# Provided passage
Beyond 1 ms Charge-Carrier Recombination Dynamics in the CsPbBr3 Perovskite

TL;DR

This study reveals that CsPbBr3 perovskite exhibits charge-carrier recombination lifetimes exceeding 1 ms at low temperatures and approaching 100 microseconds at room temperature, with impurity trapping dominating the dynamics.

Contribution

The paper provides the first detailed measurement and modeling of ultra-long charge-carrier lifetimes in CsPbBr3, highlighting impurity trapping as a key factor.

Findings

Recombination lifetime exceeds 1 ms below 200 K.

Lifetime approaches 100 microseconds at room temperature.

Impurity charge trapping dominates recombination dynamics.

Abstract

Knowledge of the charge-carrier recombination lifetime, tau, is crucial for the various applications of photovoltaic perovskites. We studied the novel inorganic perovskite, CsPbBr3 and we observe recombination dynamics beyond 1 ms below 200 K and tau approaching 100 us at room temperature. Time-resolved microwave-detected photoconductivity decay (TRMCD), used in combination with injection dependence, evidence that tau is dominated by impurity charge trapping. The observed injection dependence is well corroborated by modeling of the trap mechanism. The ultra-long decay time is also consistent with photoconductivity measurements with a continuous-wave excitation at powers corresponding to around one Sun irradiation. While in principle charge-carrier trapping may limit the photovoltaic efficiency in single-cell photovoltaic devices, it could also lead to enhanced efficiency in tandem cells as well as for alternative applications including photodetection and quantum information storage.

# Assignment
Reproduce the perovskite summary word for word, starting with "Beyond 1 ms Charge-Carrier" and going on through "below 200 K.". The lines that come next are separate material and are not connected to the perovskite summary.

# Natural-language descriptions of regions
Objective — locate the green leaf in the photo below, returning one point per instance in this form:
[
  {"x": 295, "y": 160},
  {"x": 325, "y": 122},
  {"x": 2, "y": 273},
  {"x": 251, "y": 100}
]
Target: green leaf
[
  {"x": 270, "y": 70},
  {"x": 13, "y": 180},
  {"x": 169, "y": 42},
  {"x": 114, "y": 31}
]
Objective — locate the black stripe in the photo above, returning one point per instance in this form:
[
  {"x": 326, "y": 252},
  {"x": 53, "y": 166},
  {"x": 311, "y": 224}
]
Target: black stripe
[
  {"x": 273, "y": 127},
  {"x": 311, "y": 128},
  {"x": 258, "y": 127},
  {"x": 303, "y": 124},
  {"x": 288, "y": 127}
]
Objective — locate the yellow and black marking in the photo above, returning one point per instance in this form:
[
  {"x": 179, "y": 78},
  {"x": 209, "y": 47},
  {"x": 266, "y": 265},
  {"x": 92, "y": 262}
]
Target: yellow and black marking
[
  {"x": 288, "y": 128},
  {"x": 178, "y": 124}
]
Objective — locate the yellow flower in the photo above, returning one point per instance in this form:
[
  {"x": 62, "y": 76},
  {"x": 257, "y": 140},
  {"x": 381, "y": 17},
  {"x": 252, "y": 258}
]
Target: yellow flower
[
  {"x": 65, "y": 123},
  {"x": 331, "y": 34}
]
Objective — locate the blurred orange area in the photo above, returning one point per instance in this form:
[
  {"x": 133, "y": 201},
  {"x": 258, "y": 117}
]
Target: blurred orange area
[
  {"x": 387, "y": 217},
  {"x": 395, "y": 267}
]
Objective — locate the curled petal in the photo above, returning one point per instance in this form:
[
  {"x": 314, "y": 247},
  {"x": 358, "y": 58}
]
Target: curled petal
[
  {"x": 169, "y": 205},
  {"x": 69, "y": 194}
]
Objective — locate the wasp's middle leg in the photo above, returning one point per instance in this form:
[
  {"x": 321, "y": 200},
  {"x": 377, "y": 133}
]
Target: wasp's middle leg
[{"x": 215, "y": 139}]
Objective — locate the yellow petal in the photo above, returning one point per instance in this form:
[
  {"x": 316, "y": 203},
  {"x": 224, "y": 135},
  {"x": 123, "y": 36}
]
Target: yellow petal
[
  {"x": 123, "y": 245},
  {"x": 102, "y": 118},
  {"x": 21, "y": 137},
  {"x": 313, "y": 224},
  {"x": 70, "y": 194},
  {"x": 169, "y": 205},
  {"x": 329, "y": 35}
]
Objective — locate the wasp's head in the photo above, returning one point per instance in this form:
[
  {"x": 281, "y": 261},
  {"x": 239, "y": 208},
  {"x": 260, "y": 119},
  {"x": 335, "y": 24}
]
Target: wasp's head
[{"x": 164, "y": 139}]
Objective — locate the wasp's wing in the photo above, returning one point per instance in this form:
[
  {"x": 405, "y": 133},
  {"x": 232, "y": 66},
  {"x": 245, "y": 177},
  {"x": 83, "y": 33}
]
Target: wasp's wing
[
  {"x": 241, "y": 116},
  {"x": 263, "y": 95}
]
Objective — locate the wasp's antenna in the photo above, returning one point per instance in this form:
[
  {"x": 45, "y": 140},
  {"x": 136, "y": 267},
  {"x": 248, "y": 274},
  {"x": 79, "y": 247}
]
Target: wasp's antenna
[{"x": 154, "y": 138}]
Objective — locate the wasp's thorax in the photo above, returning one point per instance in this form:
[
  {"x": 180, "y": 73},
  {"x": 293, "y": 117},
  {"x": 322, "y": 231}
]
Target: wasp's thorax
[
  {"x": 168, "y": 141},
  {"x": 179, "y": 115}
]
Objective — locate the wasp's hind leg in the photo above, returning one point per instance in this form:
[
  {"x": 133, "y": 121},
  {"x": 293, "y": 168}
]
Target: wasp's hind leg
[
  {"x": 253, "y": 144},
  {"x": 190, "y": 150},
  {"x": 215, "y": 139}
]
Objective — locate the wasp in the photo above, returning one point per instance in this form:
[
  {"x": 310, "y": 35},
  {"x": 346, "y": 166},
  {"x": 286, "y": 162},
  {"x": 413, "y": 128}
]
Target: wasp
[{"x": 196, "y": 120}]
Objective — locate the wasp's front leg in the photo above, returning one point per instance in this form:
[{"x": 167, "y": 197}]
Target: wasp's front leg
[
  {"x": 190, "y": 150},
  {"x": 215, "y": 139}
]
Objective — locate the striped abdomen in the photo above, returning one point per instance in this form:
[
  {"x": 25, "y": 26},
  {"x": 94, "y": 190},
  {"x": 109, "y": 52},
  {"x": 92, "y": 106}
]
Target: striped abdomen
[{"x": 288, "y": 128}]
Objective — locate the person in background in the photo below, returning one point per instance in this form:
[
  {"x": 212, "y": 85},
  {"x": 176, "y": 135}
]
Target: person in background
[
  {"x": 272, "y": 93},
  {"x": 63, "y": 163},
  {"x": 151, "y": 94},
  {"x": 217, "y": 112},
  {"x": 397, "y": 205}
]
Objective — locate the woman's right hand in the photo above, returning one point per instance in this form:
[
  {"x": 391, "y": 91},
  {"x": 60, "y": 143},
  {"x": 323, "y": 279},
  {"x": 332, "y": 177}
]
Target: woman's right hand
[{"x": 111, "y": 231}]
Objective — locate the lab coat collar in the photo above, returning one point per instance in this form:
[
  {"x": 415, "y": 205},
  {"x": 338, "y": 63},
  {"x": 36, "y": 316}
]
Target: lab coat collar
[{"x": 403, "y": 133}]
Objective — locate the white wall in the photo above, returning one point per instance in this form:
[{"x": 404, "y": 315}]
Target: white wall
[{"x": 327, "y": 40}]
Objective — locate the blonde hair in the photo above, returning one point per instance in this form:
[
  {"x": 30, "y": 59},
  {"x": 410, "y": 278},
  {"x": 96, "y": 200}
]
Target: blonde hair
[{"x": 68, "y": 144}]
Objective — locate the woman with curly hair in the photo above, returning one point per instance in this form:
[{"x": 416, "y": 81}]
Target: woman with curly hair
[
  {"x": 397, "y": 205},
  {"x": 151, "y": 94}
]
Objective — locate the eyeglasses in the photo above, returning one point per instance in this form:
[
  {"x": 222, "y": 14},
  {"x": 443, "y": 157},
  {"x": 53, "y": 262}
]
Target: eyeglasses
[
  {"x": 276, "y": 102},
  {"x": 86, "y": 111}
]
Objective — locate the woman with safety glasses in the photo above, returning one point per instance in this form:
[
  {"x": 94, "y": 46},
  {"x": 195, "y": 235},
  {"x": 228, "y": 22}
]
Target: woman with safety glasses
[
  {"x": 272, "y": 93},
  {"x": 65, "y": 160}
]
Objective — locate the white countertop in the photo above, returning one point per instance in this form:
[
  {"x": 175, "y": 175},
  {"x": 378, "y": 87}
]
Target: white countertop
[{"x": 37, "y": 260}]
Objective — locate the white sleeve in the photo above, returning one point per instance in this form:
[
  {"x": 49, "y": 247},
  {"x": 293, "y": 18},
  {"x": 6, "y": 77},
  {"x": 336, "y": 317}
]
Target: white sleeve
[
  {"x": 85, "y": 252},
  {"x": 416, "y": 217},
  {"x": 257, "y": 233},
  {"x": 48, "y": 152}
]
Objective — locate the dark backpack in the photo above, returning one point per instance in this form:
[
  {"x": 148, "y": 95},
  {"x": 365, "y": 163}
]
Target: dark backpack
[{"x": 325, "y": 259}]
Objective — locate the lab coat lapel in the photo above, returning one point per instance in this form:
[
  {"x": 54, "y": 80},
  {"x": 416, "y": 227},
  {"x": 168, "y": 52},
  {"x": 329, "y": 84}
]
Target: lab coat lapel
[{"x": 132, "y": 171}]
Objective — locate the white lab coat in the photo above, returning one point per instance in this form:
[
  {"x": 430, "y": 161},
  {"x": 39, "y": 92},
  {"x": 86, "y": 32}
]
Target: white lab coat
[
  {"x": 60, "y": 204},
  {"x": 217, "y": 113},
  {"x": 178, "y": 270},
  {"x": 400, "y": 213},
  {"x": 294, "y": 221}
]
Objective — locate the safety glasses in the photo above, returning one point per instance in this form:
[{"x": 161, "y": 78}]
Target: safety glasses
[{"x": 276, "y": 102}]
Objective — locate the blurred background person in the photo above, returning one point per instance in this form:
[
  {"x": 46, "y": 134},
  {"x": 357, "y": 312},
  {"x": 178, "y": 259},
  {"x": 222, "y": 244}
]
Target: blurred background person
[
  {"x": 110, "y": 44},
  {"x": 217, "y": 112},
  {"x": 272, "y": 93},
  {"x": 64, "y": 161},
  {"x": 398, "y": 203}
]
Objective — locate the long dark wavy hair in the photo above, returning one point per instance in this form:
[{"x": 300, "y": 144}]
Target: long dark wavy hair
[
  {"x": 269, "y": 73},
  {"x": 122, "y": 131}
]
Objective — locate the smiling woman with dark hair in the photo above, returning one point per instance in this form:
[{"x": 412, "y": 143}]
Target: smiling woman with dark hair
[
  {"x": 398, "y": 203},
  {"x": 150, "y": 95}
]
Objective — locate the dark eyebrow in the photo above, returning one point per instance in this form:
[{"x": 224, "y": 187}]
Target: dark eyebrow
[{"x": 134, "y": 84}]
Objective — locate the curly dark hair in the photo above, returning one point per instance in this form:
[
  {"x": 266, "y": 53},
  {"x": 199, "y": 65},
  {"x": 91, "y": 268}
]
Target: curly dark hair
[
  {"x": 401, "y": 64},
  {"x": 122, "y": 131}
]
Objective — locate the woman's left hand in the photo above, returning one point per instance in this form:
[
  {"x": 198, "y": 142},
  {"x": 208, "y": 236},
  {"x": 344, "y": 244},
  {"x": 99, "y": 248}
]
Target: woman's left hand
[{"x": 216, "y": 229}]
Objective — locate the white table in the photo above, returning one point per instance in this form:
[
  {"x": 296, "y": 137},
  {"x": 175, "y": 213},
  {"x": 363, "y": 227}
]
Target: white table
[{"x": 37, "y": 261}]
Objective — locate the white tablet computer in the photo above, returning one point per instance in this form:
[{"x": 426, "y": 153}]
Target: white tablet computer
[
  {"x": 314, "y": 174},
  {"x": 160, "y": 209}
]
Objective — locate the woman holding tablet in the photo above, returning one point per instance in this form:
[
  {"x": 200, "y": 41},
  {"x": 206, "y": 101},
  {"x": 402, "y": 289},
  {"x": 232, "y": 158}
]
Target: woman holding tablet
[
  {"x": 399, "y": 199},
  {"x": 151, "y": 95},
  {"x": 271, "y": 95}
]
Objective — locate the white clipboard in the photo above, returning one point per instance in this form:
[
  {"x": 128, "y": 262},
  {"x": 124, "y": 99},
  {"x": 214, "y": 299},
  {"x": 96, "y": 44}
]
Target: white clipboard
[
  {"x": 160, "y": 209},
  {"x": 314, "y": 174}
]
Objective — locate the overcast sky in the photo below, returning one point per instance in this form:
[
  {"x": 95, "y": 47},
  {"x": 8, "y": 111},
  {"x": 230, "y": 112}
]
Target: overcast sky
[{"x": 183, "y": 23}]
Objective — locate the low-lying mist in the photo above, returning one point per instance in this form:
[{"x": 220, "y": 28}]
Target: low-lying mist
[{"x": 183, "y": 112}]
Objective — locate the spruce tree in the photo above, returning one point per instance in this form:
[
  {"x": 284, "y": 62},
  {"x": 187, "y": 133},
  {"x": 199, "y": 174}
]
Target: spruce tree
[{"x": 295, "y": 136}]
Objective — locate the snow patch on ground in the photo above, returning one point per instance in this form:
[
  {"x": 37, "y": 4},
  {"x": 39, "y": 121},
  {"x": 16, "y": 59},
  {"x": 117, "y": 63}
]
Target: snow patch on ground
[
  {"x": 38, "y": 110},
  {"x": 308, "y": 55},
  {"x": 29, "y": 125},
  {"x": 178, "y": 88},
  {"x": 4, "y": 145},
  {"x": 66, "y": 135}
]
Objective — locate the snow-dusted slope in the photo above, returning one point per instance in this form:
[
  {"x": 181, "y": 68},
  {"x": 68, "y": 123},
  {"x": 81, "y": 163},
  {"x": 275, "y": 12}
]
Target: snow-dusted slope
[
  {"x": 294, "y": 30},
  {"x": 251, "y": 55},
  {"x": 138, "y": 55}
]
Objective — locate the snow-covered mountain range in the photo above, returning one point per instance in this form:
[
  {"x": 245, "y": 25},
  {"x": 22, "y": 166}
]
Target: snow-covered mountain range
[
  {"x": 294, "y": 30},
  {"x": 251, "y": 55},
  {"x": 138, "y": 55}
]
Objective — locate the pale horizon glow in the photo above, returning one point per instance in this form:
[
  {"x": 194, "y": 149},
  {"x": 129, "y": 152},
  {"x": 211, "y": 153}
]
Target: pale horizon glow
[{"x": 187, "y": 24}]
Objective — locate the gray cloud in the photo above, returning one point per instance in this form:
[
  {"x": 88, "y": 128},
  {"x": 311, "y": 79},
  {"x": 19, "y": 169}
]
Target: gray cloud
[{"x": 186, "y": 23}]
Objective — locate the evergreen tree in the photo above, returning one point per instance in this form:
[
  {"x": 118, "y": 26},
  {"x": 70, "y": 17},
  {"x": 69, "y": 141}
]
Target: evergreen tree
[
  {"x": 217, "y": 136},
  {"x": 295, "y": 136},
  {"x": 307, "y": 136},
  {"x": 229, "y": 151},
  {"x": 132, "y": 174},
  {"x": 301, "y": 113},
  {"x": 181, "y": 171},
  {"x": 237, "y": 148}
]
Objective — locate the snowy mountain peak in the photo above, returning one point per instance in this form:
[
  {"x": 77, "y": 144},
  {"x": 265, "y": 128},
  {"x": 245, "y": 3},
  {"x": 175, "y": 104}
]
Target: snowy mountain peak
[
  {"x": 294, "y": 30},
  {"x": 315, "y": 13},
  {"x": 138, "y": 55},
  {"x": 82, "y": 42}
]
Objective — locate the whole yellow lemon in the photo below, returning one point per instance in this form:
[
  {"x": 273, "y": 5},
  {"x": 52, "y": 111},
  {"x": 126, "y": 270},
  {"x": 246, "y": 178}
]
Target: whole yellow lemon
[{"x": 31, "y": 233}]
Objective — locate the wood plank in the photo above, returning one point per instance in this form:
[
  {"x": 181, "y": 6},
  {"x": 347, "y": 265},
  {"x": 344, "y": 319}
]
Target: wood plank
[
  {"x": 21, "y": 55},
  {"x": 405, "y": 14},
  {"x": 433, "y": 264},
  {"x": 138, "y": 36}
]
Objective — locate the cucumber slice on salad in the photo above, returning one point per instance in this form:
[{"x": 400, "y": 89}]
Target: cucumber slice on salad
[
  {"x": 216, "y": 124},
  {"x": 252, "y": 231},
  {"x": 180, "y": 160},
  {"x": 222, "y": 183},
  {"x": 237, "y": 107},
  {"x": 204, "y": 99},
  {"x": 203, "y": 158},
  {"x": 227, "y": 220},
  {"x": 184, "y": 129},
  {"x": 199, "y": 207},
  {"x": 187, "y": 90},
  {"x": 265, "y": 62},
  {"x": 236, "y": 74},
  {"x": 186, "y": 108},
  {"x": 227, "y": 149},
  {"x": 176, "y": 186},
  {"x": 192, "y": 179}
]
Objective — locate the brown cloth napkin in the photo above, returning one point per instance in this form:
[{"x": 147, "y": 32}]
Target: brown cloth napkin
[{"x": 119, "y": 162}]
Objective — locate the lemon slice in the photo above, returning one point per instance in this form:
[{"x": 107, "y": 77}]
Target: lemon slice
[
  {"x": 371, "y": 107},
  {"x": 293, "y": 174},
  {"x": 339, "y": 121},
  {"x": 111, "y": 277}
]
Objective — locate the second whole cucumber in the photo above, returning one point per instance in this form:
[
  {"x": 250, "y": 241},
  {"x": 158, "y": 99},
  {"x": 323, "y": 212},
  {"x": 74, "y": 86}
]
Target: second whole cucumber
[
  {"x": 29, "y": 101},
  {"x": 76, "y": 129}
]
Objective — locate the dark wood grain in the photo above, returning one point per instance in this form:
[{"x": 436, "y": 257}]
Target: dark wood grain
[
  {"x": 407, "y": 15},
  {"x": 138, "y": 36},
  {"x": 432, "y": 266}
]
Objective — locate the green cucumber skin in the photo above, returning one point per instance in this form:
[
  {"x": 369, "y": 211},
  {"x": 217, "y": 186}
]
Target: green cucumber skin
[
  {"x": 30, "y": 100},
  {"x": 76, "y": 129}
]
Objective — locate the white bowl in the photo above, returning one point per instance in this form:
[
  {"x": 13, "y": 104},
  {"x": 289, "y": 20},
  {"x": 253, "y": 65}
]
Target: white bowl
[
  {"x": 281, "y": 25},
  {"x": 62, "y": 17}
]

# Solution for this exercise
Beyond 1 ms Charge-Carrier Recombination Dynamics in the CsPbBr3 Perovskite

TL;DR

This study reveals that CsPbBr3 perovskite exhibits charge-carrier recombination lifetimes exceeding 1 ms at low temperatures and approaching 100 microseconds at room temperature, with impurity trapping dominating the dynamics.

Contribution

The paper provides the first detailed measurement and modeling of ultra-long charge-carrier lifetimes in CsPbBr3, highlighting impurity trapping as a key factor.

Findings

Recombination lifetime exceeds 1 ms below 200 K.